++++ PASSAGE TO READ

Note: This assignment practices working with Data Frame using Base R.
How to do it?:
Open the Rmarkdown file of this assignment (link) in Rstudio.
Right under each question, insert a code chunk (you can use the
hotkey Ctrl + Alt + I to add a code chunk) and code the
solution for the question.
Knit the rmarkdown file (hotkey:
Ctrl + Alt + K) to export an html.
Publish the html file to your Githiub Page.
Submission: Submit the link on Github of the assignment to Canvas under Assignment 3.
| Rank | Age | Name |
|---|---|---|
| 0 | 28 | Tom |
| 1 | 34 | Jack |
| 2 | 29 | Steve |
| 3 | 42 | Ricky |
Use read.csv to import the Covid19 Vaccination data
from WHO: link.
Show the names of the variables in the data
How many columns and rows the data have?
How many missing values are there? Show the missing values by columns. What variable has the most number of missing values?
What is the class of the date column. Change the
date columns to date type using the
as.Date function. Show the new class of the
date column.
Capitalize the names of all the variables
Find the average number of cases per day. Find the maximum cases a day.
How many states are there in the data?

++++++++
++++ RECORDS SUPPLIED

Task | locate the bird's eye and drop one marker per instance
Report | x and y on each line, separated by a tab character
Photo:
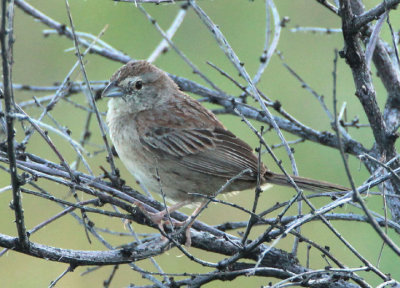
138	85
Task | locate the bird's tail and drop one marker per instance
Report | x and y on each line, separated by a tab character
303	183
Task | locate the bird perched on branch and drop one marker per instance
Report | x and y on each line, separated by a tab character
169	141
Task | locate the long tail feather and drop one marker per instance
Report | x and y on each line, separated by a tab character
303	183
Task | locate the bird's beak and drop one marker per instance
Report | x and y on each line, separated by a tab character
112	90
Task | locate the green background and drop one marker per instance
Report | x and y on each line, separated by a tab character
43	61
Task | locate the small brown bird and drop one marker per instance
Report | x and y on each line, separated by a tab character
164	136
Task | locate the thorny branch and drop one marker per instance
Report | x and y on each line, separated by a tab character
262	260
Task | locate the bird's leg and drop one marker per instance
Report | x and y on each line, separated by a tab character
157	218
189	222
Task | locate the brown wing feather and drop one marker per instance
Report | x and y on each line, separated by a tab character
196	139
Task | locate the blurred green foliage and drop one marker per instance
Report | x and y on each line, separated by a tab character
43	60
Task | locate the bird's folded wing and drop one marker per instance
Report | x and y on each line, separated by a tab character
216	152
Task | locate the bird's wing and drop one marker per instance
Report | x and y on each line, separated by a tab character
215	152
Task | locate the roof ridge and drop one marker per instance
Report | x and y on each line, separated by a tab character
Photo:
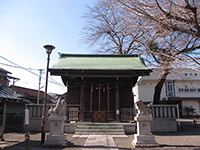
61	55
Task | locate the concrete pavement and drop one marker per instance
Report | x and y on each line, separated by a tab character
188	138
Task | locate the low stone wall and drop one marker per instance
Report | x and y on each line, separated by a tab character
35	125
164	125
129	128
164	119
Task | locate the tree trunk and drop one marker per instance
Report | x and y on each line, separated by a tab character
159	85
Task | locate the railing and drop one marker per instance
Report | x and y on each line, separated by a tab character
163	111
127	114
36	110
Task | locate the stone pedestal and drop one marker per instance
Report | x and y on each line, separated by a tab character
144	137
56	136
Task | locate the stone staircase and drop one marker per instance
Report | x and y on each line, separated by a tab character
99	128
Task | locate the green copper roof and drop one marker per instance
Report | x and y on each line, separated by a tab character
99	62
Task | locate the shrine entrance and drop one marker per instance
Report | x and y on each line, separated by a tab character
100	102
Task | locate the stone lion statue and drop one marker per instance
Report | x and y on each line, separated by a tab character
59	109
142	110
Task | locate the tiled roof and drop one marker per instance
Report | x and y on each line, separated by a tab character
99	62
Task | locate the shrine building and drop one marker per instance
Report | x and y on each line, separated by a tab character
99	85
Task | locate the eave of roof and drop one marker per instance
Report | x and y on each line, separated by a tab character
98	63
6	95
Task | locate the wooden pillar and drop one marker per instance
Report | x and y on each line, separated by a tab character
117	101
82	101
99	97
108	98
91	90
3	115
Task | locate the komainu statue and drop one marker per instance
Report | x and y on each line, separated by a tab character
59	109
142	110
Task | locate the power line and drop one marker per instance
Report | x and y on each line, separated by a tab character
28	70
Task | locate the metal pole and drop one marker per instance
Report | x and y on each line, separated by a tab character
44	104
38	99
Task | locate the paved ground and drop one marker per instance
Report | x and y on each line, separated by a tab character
187	139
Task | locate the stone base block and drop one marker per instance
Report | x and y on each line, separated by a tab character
144	141
56	140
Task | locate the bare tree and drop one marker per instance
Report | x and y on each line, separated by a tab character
111	29
156	29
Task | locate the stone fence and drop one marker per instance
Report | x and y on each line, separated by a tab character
164	117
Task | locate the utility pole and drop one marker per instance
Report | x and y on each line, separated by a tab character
38	98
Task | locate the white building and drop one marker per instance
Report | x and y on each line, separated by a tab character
181	87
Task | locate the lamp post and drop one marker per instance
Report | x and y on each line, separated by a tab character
49	49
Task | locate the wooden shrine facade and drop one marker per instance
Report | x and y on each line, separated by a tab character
99	86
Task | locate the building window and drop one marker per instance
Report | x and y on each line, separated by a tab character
170	90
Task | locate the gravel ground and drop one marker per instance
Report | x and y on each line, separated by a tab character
187	139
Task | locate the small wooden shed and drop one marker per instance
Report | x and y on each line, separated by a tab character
99	86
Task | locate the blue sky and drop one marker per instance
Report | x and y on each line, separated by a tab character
27	25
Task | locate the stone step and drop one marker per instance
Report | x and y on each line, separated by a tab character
99	128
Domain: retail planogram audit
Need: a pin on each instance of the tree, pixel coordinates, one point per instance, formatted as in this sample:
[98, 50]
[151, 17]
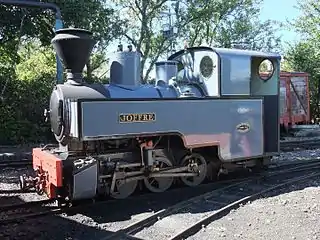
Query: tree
[215, 22]
[93, 15]
[305, 55]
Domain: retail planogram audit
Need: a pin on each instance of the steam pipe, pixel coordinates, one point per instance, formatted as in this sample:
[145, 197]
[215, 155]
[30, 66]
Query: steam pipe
[58, 24]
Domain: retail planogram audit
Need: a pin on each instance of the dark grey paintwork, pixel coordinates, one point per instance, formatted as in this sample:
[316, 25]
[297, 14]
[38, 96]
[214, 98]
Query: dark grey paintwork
[201, 122]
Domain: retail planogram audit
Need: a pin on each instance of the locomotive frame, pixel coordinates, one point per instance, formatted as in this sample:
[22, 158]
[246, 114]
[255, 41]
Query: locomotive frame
[101, 152]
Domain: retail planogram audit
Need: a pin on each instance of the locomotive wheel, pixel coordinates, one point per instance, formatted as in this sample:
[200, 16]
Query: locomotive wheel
[124, 189]
[197, 164]
[159, 184]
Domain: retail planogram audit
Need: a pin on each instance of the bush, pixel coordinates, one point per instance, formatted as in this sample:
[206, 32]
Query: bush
[21, 110]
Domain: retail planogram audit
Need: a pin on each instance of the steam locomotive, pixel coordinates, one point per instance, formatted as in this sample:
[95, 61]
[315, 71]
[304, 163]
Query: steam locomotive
[209, 112]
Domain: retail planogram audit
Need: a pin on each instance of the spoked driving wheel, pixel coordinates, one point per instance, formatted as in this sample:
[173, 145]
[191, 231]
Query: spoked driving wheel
[196, 164]
[159, 184]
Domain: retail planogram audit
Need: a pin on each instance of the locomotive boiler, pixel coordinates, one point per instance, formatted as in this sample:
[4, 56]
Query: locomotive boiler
[208, 112]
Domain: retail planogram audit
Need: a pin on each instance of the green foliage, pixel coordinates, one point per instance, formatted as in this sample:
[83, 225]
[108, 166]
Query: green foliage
[37, 61]
[305, 55]
[21, 115]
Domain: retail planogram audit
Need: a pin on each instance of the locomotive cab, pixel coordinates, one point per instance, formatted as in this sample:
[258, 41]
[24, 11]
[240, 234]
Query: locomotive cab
[233, 73]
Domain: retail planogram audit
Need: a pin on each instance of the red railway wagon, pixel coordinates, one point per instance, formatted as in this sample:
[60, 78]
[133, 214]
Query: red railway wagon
[294, 99]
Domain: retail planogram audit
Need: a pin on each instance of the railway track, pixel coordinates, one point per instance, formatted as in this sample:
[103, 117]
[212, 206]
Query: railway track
[300, 144]
[220, 201]
[16, 212]
[23, 159]
[22, 211]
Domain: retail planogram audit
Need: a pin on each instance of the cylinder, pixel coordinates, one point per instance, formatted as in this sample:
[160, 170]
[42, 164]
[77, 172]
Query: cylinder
[125, 68]
[165, 70]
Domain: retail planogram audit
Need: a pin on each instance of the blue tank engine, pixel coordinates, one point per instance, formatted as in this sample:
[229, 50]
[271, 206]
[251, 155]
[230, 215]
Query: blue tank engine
[208, 112]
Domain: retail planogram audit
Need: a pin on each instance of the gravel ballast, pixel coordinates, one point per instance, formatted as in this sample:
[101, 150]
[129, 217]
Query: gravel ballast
[292, 213]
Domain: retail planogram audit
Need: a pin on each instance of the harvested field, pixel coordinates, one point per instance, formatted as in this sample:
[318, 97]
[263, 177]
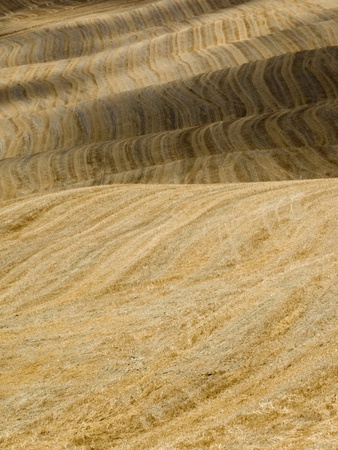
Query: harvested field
[168, 224]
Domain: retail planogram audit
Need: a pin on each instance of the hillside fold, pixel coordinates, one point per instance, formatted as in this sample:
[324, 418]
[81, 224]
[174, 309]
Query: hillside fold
[168, 224]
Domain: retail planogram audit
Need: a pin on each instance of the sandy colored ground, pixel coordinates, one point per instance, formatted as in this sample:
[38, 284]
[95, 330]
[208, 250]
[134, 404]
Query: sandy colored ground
[168, 224]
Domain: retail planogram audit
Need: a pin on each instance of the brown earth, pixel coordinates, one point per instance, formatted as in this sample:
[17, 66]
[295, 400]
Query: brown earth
[168, 224]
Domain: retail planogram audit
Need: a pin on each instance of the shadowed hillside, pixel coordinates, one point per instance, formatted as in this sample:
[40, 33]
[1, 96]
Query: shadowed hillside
[168, 224]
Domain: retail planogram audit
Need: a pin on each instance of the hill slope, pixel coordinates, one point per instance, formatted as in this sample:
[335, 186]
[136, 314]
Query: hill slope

++++++++

- [WORK INSTRUCTION] Rewrite the paragraph of the assignment that begins "What is the class of the date column" as a brief list that keeps its main facts.

- [SOLUTION]
- Give the class of the date column.
- Convert the date columns to date type with the as.Date function.
- Show the date column's new class.